Requirement:
Count the lines in the listing that contain the string "rolling", treating uppercase and lowercase as distinct. Give only the number.

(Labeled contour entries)
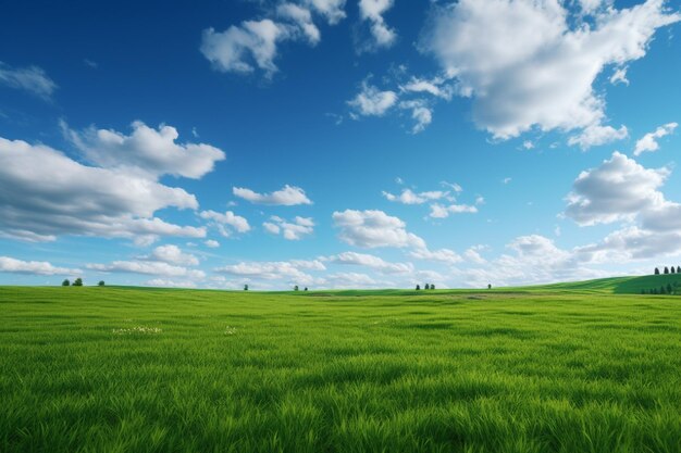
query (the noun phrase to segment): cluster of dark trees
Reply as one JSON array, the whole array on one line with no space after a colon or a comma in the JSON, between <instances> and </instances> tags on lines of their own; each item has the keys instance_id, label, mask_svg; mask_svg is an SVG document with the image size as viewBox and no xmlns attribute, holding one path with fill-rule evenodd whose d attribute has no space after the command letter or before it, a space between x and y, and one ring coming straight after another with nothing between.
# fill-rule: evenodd
<instances>
[{"instance_id":1,"label":"cluster of dark trees","mask_svg":"<svg viewBox=\"0 0 681 453\"><path fill-rule=\"evenodd\" d=\"M81 277L78 277L75 280L73 280L73 284L72 284L71 280L65 278L64 281L62 281L62 286L63 287L82 287L83 286L83 279ZM99 280L99 284L97 284L97 286L98 287L103 287L104 286L104 280Z\"/></svg>"},{"instance_id":2,"label":"cluster of dark trees","mask_svg":"<svg viewBox=\"0 0 681 453\"><path fill-rule=\"evenodd\" d=\"M667 286L661 286L658 288L653 288L653 289L642 289L641 293L642 294L676 294L677 293L677 287L679 286L678 282L674 281L673 286L671 286L671 284L667 284Z\"/></svg>"},{"instance_id":3,"label":"cluster of dark trees","mask_svg":"<svg viewBox=\"0 0 681 453\"><path fill-rule=\"evenodd\" d=\"M659 272L659 267L655 267L655 275L660 275L660 274L681 274L681 266L677 266L674 268L674 266L671 267L667 267L665 266L665 269L660 273Z\"/></svg>"}]
</instances>

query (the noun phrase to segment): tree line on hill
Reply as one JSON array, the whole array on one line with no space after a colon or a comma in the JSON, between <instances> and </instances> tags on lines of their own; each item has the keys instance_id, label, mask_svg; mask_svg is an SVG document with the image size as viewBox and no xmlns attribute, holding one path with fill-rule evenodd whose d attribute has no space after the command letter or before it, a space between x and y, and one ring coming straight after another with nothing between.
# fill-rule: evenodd
<instances>
[{"instance_id":1,"label":"tree line on hill","mask_svg":"<svg viewBox=\"0 0 681 453\"><path fill-rule=\"evenodd\" d=\"M681 274L681 266L677 266L676 268L674 266L671 266L671 267L665 266L665 269L661 273L659 272L659 267L655 267L655 275L660 275L660 274L665 274L665 275Z\"/></svg>"},{"instance_id":2,"label":"tree line on hill","mask_svg":"<svg viewBox=\"0 0 681 453\"><path fill-rule=\"evenodd\" d=\"M671 275L671 274L680 274L681 275L681 266L670 266L667 267L665 266L665 268L660 272L659 267L655 267L655 275ZM679 287L679 282L674 281L673 285L672 284L667 284L667 285L663 285L659 288L651 288L651 289L642 289L641 293L642 294L677 294L678 291L678 287Z\"/></svg>"}]
</instances>

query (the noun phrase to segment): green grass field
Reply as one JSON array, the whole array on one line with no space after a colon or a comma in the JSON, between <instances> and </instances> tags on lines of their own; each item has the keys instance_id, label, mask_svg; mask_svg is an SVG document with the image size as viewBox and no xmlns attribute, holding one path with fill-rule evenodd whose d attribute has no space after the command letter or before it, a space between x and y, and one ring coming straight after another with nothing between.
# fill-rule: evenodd
<instances>
[{"instance_id":1,"label":"green grass field","mask_svg":"<svg viewBox=\"0 0 681 453\"><path fill-rule=\"evenodd\" d=\"M641 278L2 287L0 452L681 452L681 297Z\"/></svg>"}]
</instances>

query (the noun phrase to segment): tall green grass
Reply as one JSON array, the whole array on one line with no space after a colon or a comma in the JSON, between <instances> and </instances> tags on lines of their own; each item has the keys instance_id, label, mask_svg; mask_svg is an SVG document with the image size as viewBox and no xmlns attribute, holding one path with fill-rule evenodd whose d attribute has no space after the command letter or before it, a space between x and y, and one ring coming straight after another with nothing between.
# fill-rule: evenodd
<instances>
[{"instance_id":1,"label":"tall green grass","mask_svg":"<svg viewBox=\"0 0 681 453\"><path fill-rule=\"evenodd\" d=\"M1 452L680 452L681 298L0 288Z\"/></svg>"}]
</instances>

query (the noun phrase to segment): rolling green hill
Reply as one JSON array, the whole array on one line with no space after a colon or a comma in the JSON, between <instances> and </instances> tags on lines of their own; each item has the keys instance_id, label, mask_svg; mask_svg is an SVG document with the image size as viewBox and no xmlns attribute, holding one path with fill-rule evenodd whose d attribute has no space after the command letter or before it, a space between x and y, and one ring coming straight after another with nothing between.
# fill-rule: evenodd
<instances>
[{"instance_id":1,"label":"rolling green hill","mask_svg":"<svg viewBox=\"0 0 681 453\"><path fill-rule=\"evenodd\" d=\"M0 452L679 453L667 281L0 287Z\"/></svg>"},{"instance_id":2,"label":"rolling green hill","mask_svg":"<svg viewBox=\"0 0 681 453\"><path fill-rule=\"evenodd\" d=\"M585 291L606 292L615 294L640 294L641 290L648 292L655 288L670 285L677 293L681 293L681 275L645 275L641 277L611 277L597 280L562 282L554 285L541 285L534 287L517 288L530 291Z\"/></svg>"}]
</instances>

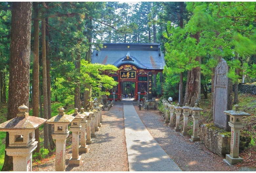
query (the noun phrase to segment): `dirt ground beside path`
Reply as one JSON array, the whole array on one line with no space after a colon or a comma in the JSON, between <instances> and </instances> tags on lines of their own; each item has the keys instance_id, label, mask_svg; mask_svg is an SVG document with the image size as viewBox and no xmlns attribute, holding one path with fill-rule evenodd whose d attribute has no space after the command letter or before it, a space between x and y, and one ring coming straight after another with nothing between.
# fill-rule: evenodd
<instances>
[{"instance_id":1,"label":"dirt ground beside path","mask_svg":"<svg viewBox=\"0 0 256 173\"><path fill-rule=\"evenodd\" d=\"M192 142L188 136L181 136L164 123L157 110L147 110L134 105L137 113L151 135L163 150L183 171L238 171L237 166L224 164L223 158L213 154L200 142ZM129 171L125 135L123 104L116 103L110 111L102 111L103 123L89 145L89 151L80 153L82 164L69 165L72 148L66 155L66 171ZM72 144L72 136L66 146ZM32 161L33 171L55 171L55 155Z\"/></svg>"},{"instance_id":2,"label":"dirt ground beside path","mask_svg":"<svg viewBox=\"0 0 256 173\"><path fill-rule=\"evenodd\" d=\"M224 163L224 158L208 150L200 142L192 142L165 123L158 111L135 107L140 119L164 151L183 171L238 171Z\"/></svg>"}]
</instances>

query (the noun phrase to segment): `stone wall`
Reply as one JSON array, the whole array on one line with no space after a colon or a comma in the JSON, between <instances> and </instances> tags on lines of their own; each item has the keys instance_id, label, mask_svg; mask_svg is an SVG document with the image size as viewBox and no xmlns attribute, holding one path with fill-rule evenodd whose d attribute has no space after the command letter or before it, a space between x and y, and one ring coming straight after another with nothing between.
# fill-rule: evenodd
<instances>
[{"instance_id":1,"label":"stone wall","mask_svg":"<svg viewBox=\"0 0 256 173\"><path fill-rule=\"evenodd\" d=\"M201 143L208 149L220 157L225 157L230 153L230 132L216 127L213 123L202 124L199 128ZM248 147L251 140L249 134L241 132L239 150Z\"/></svg>"},{"instance_id":2,"label":"stone wall","mask_svg":"<svg viewBox=\"0 0 256 173\"><path fill-rule=\"evenodd\" d=\"M208 127L208 125L203 124L199 127L201 142L209 150L220 157L230 154L230 137L220 134L221 130L214 127L213 124L213 128Z\"/></svg>"},{"instance_id":3,"label":"stone wall","mask_svg":"<svg viewBox=\"0 0 256 173\"><path fill-rule=\"evenodd\" d=\"M234 85L233 85L234 91ZM256 95L256 85L245 85L239 84L238 85L238 92L241 93L248 93Z\"/></svg>"}]
</instances>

Response:
2